* [What this exercise asks]:
(a) Transcribe the stretch of the remote work passage from "Then there’s the" through "with a whiteboard.".
(b) Answer these questions from the remote work passage:
(i) Whose quarterly survey does it cite?
(ii) What do employers say is missing from the new remote work model?
(iii) What does it call optional when it comes to brainstorming?
(c) Please resume the remote work passage after its final sentence.

Then there’s the inclusion factor. The same quarterly survey from Future Form Pulse revealed that underrepresented people – especially Black and Latino workers – working remotely have a higher sense of belonging than they felt previously.
So much for office culture as we once knew it. If office culture is intended to facilitate productivity, support work-life balance and promote equity and inclusion, working remote hasn’t simply entered the conversation; arguably, there’s nothing else remotely like it.
We can all agree that a great way to accomplish work goals is through teamwork. Employers suggest what’s missing from today’s emerging new remote work model is the team piece, the healthy back-and-forths that can only happen when everyone is in the same room, preferably a conference room at HQ, ideally one equipped with a whiteboard.
Workers reply there are plenty of ways to collaborate. New ways. Better ways. When it comes to brainstorming, bulky dry erase boards are optional, possibly even superfluous. From instant messaging to video conferencing (with breakout rooms) to collaborative whiteboards, technology is making it easier than ever to work across space and time to turn ideas into action. These tools can also bring more organization and greater productivity to your team’s work.

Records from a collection
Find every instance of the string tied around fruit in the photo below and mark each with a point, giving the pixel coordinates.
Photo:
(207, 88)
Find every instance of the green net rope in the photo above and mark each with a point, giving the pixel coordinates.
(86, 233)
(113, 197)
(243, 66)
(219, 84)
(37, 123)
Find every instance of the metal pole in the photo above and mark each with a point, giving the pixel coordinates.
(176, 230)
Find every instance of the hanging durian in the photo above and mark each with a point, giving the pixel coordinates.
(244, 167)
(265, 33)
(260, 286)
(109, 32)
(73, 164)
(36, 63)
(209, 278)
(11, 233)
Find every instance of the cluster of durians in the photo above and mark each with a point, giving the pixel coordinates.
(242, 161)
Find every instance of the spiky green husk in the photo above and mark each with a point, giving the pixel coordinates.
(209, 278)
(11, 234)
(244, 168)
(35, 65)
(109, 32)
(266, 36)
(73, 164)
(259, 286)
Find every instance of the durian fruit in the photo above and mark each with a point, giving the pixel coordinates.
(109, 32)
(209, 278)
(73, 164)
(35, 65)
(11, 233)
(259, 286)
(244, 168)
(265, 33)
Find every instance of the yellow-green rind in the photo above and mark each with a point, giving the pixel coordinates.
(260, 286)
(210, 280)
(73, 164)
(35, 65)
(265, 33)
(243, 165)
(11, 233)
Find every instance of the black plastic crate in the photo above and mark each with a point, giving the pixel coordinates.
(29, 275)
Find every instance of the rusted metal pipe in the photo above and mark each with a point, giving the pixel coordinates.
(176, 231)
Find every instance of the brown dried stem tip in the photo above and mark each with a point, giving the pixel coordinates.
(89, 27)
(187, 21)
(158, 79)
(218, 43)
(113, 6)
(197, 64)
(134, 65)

* [Task-by-task results]:
(a)
Then there’s the inclusion factor. The same quarterly survey from Future Form Pulse revealed that underrepresented people – especially Black and Latino workers – working remotely have a higher sense of belonging than they felt previously.
So much for office culture as we once knew it. If office culture is intended to facilitate productivity, support work-life balance and promote equity and inclusion, working remote hasn’t simply entered the conversation; arguably, there’s nothing else remotely like it.
We can all agree that a great way to accomplish work goals is through teamwork. Employers suggest what’s missing from today’s emerging new remote work model is the team piece, the healthy back-and-forths that can only happen when everyone is in the same room, preferably a conference room at HQ, ideally one equipped with a whiteboard.

(b)
(i) Future Form Pulse
(ii) The team piece
(iii) Bulky dry erase boards

(c)
Creating and collaborating from anywhere is only half of it. Remote-first technology makes workplace culture both more expansive (recruit globally!) and more equitable (work from where it works for you!), which for companies that embrace it is helping to promote greater diversity and improve recruitment.
Watercooler talk has a mythical place in America’s workplace lore. Whether or not an actual watercooler is involved, employers lament the loss of those casual, ad hoc conversations that help reinforce a sense of community, and can even spark big, transformative ideas.
Workers say…meh. Those serendipitous encounters weren’t nearly as frequent as their employers would like to believe. Office politics was far a far more frequent occurrence and no one misses that. Remote work has a liberating aspect that enables workers to focus on their jobs, while eliminating the distractions that can make those jobs harder to do.
And for those who can’t shake their attraction to watercooler chitchat, a flood of virtual watercooler technology is rushing in to fill that void. Applications like Donut and Gatheround help teams “connect around the watercooler” wherever it works best for them.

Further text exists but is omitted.